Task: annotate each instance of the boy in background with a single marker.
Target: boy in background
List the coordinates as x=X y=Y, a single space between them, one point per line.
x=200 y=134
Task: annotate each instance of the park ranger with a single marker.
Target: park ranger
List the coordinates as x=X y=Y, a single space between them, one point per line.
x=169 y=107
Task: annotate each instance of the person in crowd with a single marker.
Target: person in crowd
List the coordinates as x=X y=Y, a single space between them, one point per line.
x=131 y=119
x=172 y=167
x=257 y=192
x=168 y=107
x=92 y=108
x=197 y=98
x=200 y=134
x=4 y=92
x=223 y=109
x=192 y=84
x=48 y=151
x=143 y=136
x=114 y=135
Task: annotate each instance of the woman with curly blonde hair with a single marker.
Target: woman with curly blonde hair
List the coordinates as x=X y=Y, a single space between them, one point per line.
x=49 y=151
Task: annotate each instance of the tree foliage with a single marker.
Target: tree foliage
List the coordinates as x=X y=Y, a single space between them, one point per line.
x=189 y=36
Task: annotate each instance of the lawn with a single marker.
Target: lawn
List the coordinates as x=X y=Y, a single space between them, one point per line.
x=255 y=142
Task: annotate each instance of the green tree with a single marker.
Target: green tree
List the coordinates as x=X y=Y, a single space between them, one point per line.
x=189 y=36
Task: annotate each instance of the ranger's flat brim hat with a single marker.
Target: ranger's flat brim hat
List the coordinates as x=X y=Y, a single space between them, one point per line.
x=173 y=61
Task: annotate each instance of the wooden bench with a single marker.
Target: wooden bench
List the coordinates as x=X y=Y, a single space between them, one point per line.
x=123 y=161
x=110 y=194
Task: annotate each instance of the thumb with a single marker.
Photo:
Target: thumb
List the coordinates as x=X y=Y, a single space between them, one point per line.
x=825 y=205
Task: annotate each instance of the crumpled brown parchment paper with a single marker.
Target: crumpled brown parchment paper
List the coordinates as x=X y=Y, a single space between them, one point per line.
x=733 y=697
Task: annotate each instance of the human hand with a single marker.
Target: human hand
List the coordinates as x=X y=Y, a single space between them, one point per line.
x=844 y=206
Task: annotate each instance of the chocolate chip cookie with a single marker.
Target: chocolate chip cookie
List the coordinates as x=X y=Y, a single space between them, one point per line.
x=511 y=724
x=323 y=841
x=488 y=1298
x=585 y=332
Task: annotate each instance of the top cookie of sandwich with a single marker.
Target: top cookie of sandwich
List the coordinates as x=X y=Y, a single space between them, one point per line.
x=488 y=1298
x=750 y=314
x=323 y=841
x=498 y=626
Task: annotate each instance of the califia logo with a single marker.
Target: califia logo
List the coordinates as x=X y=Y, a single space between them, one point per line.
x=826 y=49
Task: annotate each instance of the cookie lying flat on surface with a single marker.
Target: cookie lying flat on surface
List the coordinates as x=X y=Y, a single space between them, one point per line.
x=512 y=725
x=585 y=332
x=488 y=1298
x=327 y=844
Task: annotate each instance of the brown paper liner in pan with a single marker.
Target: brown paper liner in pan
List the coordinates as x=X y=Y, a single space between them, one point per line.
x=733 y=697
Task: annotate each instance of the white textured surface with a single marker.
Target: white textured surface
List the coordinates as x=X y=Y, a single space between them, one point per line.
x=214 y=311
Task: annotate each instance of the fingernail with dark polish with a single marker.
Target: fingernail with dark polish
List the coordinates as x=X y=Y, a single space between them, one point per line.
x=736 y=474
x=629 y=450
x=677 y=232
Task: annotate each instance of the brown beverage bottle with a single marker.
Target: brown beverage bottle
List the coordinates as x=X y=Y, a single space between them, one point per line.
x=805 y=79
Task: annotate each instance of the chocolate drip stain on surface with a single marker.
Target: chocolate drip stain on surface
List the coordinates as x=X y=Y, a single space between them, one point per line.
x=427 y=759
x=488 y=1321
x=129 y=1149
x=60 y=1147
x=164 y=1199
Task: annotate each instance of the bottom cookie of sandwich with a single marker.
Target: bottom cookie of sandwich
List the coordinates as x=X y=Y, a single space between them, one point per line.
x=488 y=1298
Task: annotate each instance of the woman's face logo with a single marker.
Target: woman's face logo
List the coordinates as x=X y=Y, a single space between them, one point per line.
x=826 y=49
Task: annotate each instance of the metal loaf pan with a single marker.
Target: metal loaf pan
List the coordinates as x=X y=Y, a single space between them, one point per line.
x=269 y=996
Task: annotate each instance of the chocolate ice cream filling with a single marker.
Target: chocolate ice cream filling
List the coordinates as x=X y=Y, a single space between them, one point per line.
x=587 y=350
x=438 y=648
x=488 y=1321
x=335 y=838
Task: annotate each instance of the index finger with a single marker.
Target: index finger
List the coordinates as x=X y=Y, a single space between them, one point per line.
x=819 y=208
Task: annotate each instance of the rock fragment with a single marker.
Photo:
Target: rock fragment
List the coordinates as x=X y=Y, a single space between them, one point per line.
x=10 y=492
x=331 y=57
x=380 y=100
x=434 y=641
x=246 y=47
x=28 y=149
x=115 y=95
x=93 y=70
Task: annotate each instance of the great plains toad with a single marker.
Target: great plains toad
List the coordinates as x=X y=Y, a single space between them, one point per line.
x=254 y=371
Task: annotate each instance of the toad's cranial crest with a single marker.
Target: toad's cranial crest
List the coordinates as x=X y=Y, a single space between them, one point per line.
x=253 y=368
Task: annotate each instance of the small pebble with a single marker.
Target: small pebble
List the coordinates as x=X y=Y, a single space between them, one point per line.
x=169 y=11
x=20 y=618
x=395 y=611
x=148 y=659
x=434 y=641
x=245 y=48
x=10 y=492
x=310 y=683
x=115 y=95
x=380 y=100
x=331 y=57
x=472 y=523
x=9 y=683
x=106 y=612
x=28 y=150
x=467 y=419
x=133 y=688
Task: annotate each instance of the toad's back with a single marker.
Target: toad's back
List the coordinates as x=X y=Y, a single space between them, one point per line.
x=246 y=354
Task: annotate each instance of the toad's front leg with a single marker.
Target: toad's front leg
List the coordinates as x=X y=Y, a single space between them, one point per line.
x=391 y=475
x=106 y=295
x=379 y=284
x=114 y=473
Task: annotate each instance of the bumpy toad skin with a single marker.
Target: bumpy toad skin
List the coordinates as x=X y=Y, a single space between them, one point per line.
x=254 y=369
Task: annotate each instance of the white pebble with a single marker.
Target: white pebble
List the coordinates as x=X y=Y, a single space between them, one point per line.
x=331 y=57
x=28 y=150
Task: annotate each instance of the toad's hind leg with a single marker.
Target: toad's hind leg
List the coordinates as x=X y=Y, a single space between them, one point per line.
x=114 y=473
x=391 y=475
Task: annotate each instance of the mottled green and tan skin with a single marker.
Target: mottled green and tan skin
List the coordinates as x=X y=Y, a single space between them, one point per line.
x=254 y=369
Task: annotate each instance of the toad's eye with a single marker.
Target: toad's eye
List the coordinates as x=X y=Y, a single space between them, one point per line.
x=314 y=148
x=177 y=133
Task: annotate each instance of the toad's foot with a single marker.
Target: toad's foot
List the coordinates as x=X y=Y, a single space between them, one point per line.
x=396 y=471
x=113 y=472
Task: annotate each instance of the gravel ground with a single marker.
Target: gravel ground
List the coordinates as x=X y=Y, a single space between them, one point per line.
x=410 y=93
======
Please edit the listing above so that every occurrence of "single marker" reads "single dot", changing nothing else.

> _OUTPUT OF THE EXERCISE_:
Task: annotate each instance of the boy in background with a single dot.
Target: boy in background
List the coordinates as x=X y=Y, a single space between them, one point per line.
x=200 y=134
Task: annotate each instance of the park ranger with a single dot.
Target: park ranger
List the coordinates as x=X y=Y, a single space between them, one point per line.
x=169 y=107
Task: annotate each instance of the person in crowd with a single dot.
Target: person in crowd
List the coordinates as x=X y=Y, a single space between them, one point per line.
x=131 y=119
x=172 y=167
x=257 y=192
x=168 y=107
x=92 y=108
x=197 y=98
x=200 y=134
x=4 y=92
x=223 y=109
x=192 y=84
x=48 y=151
x=143 y=136
x=114 y=135
Task: annotate each instance of the woman with curly blonde hair with a single dot.
Target: woman with curly blonde hair
List the coordinates as x=X y=Y, a single space between them, one point per line.
x=49 y=151
Task: annotate each instance of the tree foliage with a single dot.
Target: tree foliage
List the coordinates as x=X y=Y, a single space between them, one point per line.
x=189 y=36
Task: annotate each instance of the lawn with a single dot.
Target: lawn
List the coordinates as x=X y=Y, a single space between them, one point per line.
x=255 y=142
Task: annotate each instance of the green tree with a single dot.
Target: green tree
List the coordinates as x=X y=Y, a single space between them, one point per line.
x=189 y=36
Task: annotate each instance of the ranger's flat brim hat with a single dot.
Target: ranger's flat brim hat
List the coordinates as x=X y=Y, a single space between them, one point per line.
x=173 y=61
Task: annotate each instance of the wooden bench with a single dot.
Target: wooden bench
List the coordinates as x=X y=Y, a single space between them, one point per line.
x=123 y=161
x=110 y=194
Task: annotate each instance of the thumb with a single dot.
Photo:
Target: thumb
List the coordinates as x=X y=Y, a single space between them, one point per line.
x=825 y=205
Task: annotate each instance of the crumpled brown parchment paper with a single dot.
Target: crumpled brown parchment paper
List the coordinates as x=X y=Y, a single space between them, one point per line.
x=733 y=697
Task: annotate each instance of the human hand with a single dot.
Target: human hand
List the coordinates as x=X y=Y, a single space between them, one point per line.
x=844 y=206
Task: annotate each instance of the chocolate chip cookie with a single dot.
Target: chocolate chip cookie
List the coordinates as x=X y=Y, a single space between them, one point per line.
x=511 y=724
x=323 y=841
x=488 y=1298
x=585 y=332
Task: annotate each instance of the top cookie of sandwich with a single dot.
Target: top cookie of sandwich
List the coordinates as x=X y=Y, a single space between them, one point per line.
x=488 y=1298
x=750 y=314
x=323 y=841
x=498 y=626
Task: annotate each instance of the califia logo with a single dot.
Target: califia logo
List the coordinates as x=X y=Y, a single space between them, one point per line.
x=826 y=49
Task: annotate each instance of the cookie lying flat on surface with a single dot.
Target: cookie lying flat on surface
List the coordinates as x=X y=Y, a single space between them, one point per line.
x=512 y=725
x=585 y=332
x=488 y=1298
x=327 y=844
Task: annotate each instance of the brown paper liner in pan with a single dot.
Target: brown paper liner in pan
List the coordinates as x=X y=Y, a single space between them, one point per line.
x=733 y=697
Task: annotate each instance of the white textured surface with a single dot.
Target: white textured surface
List the coordinates as x=X y=Y, a single space between them, one point per line.
x=214 y=311
Task: annotate each instance of the fingernail with dark polish with a single dot.
Target: fingernail with dark polish
List the coordinates as x=X y=Y, a single space between them, one point per line.
x=736 y=474
x=629 y=450
x=677 y=232
Task: annotate each instance of the brown beverage bottle with a single dot.
Target: brown beverage bottle
List the coordinates as x=X y=Y, a single space between them, one point per line.
x=805 y=79
Task: annotate each instance of the chocolate drip stain on surface with a single dot.
Target: chocolate drip stain on surface
List the coordinates as x=X y=Y, a single space between them, one point per line.
x=427 y=759
x=488 y=1321
x=129 y=1149
x=60 y=1147
x=164 y=1199
Task: annotate each instance of the bottom cookie of sandwich with a single dot.
Target: bottom cookie of sandwich
List the coordinates as x=X y=Y, a single space between them, one point per line.
x=488 y=1298
Task: annotate each instance of the woman's face logo with a single dot.
Target: woman's face logo
List the coordinates as x=X y=Y, a single space between them, one point per line.
x=826 y=49
Task: annotate each instance of the metal loaf pan with a single dot.
Target: metal loaf pan
List the coordinates as x=X y=Y, a single space between them, one point per line.
x=269 y=996
Task: annotate each instance of the chocolate ice cream filling with a single dot.
Target: chocolate ice cream filling
List the coordinates as x=X y=Y, a single space between them, one point per line.
x=587 y=350
x=438 y=648
x=488 y=1321
x=335 y=838
Task: annotate each instance of the index finger with a single dot.
Target: index finger
List the coordinates as x=X y=Y, a single space between them, one point per line.
x=819 y=208
Task: annotate each instance of the rock fragment with a single dot.
Photo:
Target: rock fragment
List the coordinates as x=X y=Y, a single space between them, one point per line.
x=10 y=492
x=331 y=57
x=380 y=100
x=434 y=641
x=246 y=47
x=28 y=149
x=115 y=95
x=93 y=70
Task: annotate each instance of the great plains toad with a single dot.
Target: great plains toad
List the coordinates as x=X y=Y, a single space between them, one point per line.
x=254 y=371
Task: annotate each instance of the toad's cranial crest with a single dot.
Target: toad's cranial crest
List the coordinates as x=X y=Y, a single space between them, one point per line.
x=253 y=368
Task: annotate each instance of the small pebble with a single dot.
Target: small pebble
List the coordinates as x=X y=Y, a single space between them, one point per line.
x=169 y=11
x=20 y=618
x=395 y=611
x=148 y=659
x=434 y=641
x=245 y=48
x=10 y=492
x=310 y=683
x=115 y=95
x=380 y=100
x=331 y=57
x=472 y=523
x=9 y=683
x=106 y=612
x=28 y=150
x=467 y=419
x=133 y=688
Task: annotate each instance of the toad's back with a single dot.
Target: toad's back
List the coordinates as x=X y=Y, a single space between them, one point per line.
x=246 y=354
Task: annotate each instance of the toad's front leg with a single dot.
Target: toad's front leg
List the coordinates as x=X y=Y, a single space between them, one point per line.
x=391 y=475
x=106 y=295
x=379 y=284
x=114 y=473
Task: annotate each instance of the bumpy toad skin with a single dot.
Target: bumpy toad skin
List the coordinates as x=X y=Y, a single space between them, one point per line.
x=254 y=369
Task: annotate each instance of the white pebble with a single dot.
Target: white pebble
List the coordinates as x=X y=Y, a single space between them, one point per line.
x=331 y=57
x=28 y=150
Task: annotate each instance of the toad's hind leg with a single dot.
Target: toad's hind leg
List the coordinates as x=X y=Y, a single space between them, one point per line.
x=114 y=473
x=391 y=475
Task: annotate each instance of the mottled green and tan skin with a single dot.
Target: mottled green and tan skin
List the coordinates as x=X y=Y, a single space between them, one point per line.
x=254 y=369
Task: annotate each instance of the toad's eye with a single dot.
Target: toad's eye
List the coordinates as x=X y=Y, a single space between them, one point per line.
x=314 y=148
x=177 y=133
Task: annotate each instance of the toad's foot with a single dot.
Target: toad's foot
List the coordinates as x=X y=Y, a single space between them, one point per line.
x=396 y=471
x=113 y=472
Task: annotate each instance of the gravel ground with a single dot.
Target: gravel ground
List the coordinates as x=X y=Y, a single space between them, one point per line.
x=410 y=93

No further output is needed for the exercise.